▶ [Reading text]
++++++++++++++++++++

How Life Insurance works...!!!

Dear friends
Thank you very much for your valuable comments and feedback on my last blog on life insurance. I am sure you have revisited your insurances. In this blog I am taking you to a simple & quick tour on concept and working of life insurance.
A simple definition of life insurance is “insurance on human life”. In legal context;
· Life insurance is a contract. There are two parties in this contract.
· One party is Life insurance company, we call it “insurer” & another party is known as insured – or Life insured - the person on whose life insurance is taken.
· Insurer promises to pay the insured (or beneficiary/nominee) a stipulated amount of money called Sum Assured in the event of death of insured taking place during the policy term or at maturity of policy (depending on policy type).
· To be eligible to receive the death/maturity benefit, insured’s obligation is to keep the policy running in force by paying timely & regular premium to the insurer.
· The contract ends at death of insured or maturity of the policy whichever happens earlier.
· It can also be terminated premature, if insured doesn’t wish to continue the policy. In other cases, it can be terminated by insurer, if certain policy provisions ask for such termination.

++++++++++++++++++++

▶ [Data lines]
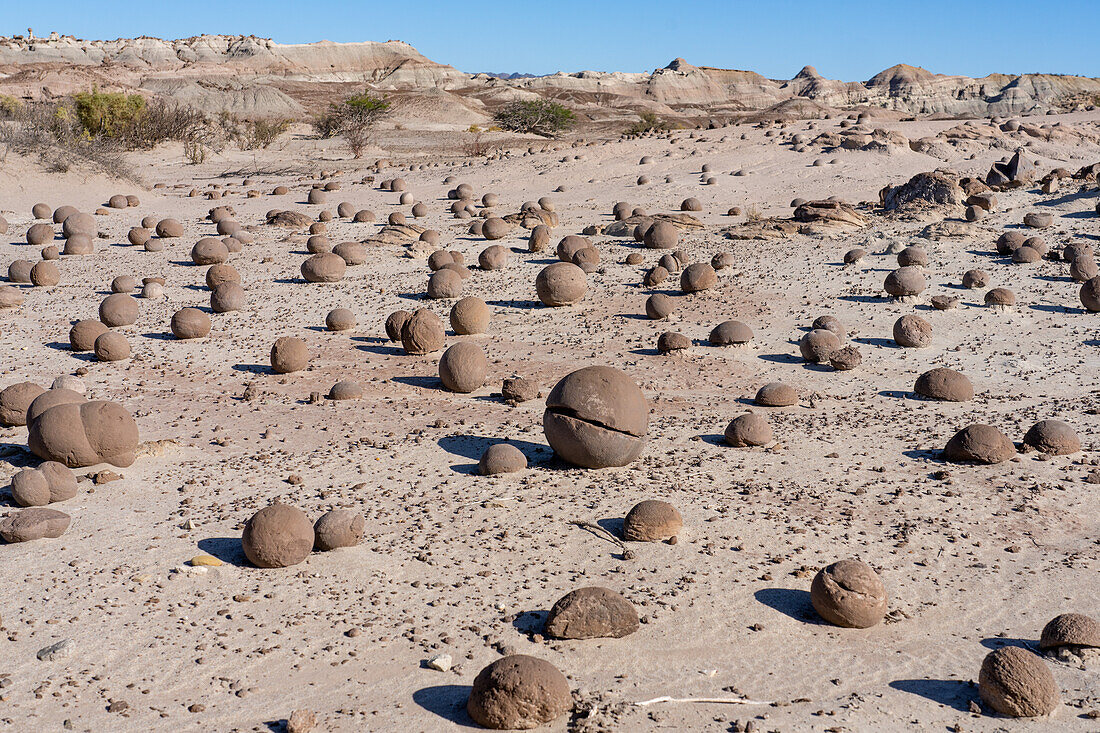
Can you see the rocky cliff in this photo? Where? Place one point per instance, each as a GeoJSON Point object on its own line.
{"type": "Point", "coordinates": [253, 76]}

++++++++++++++++++++

▶ [Jobs]
(1) In the life insurance blog, what is the stipulated amount the insurer promises to pay called?
(2) Quote the life insurance blog word for word, starting at "A simple definition" and ending at "insurance is taken.".
Work only from the life insurance blog, not the data.

▶ [Solutions in order]
(1) Sum Assured

(2)
A simple definition of life insurance is “insurance on human life”. In legal context;
· Life insurance is a contract. There are two parties in this contract.
· One party is Life insurance company, we call it “insurer” & another party is known as insured – or Life insured - the person on whose life insurance is taken.